What is asked:
Rescale the data from its first line through the line containing "[485,170,511,270]", inclusive, by reproducing every line and multiplying each coordinate in the answers by 0.35. Round each result to the nearest whole number, with halves rounding up.
(begin)
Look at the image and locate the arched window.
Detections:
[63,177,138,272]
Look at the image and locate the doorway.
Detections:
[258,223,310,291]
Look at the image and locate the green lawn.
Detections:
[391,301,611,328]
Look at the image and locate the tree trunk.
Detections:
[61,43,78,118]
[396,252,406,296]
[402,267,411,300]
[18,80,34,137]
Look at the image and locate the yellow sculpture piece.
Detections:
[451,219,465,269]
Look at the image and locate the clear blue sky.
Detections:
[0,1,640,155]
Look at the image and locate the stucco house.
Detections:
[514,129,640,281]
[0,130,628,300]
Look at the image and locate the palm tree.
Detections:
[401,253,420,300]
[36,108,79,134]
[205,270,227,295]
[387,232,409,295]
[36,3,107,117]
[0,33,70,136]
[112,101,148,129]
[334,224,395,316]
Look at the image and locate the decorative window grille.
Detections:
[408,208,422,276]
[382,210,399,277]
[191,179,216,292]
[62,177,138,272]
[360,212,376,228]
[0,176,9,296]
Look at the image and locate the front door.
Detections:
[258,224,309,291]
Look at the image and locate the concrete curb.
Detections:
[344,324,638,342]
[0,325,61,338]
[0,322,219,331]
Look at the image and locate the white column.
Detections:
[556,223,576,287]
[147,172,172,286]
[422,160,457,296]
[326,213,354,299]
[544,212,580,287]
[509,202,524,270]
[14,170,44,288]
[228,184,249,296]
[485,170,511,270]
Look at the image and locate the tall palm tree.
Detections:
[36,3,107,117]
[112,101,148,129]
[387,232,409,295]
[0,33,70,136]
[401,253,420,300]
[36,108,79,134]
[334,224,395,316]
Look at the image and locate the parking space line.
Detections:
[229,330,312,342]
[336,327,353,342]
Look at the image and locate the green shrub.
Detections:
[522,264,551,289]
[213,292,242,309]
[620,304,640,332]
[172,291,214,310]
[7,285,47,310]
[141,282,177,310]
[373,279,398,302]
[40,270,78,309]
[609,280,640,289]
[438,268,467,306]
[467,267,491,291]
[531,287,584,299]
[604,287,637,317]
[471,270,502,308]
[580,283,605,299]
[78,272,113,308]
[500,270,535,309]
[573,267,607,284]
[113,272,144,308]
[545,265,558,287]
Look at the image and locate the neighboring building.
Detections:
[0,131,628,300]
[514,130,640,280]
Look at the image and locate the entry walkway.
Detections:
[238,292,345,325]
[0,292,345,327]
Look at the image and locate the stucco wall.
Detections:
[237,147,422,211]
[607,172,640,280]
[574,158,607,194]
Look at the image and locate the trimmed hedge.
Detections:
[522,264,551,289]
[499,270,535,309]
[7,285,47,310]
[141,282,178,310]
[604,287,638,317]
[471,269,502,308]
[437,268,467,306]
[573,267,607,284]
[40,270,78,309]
(end)
Solved problem:
Look at the image and locate the arched window.
Detections:
[22,62,48,95]
Look at the image and locate the doorway.
Detections:
[90,78,109,102]
Look at the image and locate the green lawn.
Detections:
[137,105,214,115]
Look at the image and locate the tree trunk.
Detections:
[21,15,27,41]
[139,88,142,104]
[141,93,144,105]
[6,28,12,48]
Look at the image and locate the yellow sculpture piece.
Detections:
[158,77,163,94]
Look at the image and locate the clear blue sky.
Detections:
[0,0,224,54]
Look at the image and locate the stucco house.
Detections:
[180,45,224,98]
[0,46,220,105]
Look at the image and locate the palm tree.
Detections:
[140,89,147,105]
[13,38,28,47]
[72,95,79,103]
[135,81,143,103]
[13,1,37,41]
[0,12,25,48]
[39,35,52,45]
[117,78,138,111]
Look at the image and locate the decorative window grille.
Detections:
[143,73,148,97]
[134,74,140,97]
[67,63,76,102]
[22,62,48,95]
[126,74,132,80]
[0,62,3,104]
Look at the image and locate the front door.
Detections:
[90,78,108,102]
Look at the image and locate the concrete curb.
Detections:
[120,113,223,120]
[0,114,21,118]
[0,113,77,116]
Look at the image and locate the white column.
Detections:
[195,78,202,100]
[51,60,60,100]
[148,56,160,104]
[114,75,124,105]
[190,74,203,100]
[178,71,183,95]
[5,60,15,101]
[80,64,87,104]
[170,60,179,95]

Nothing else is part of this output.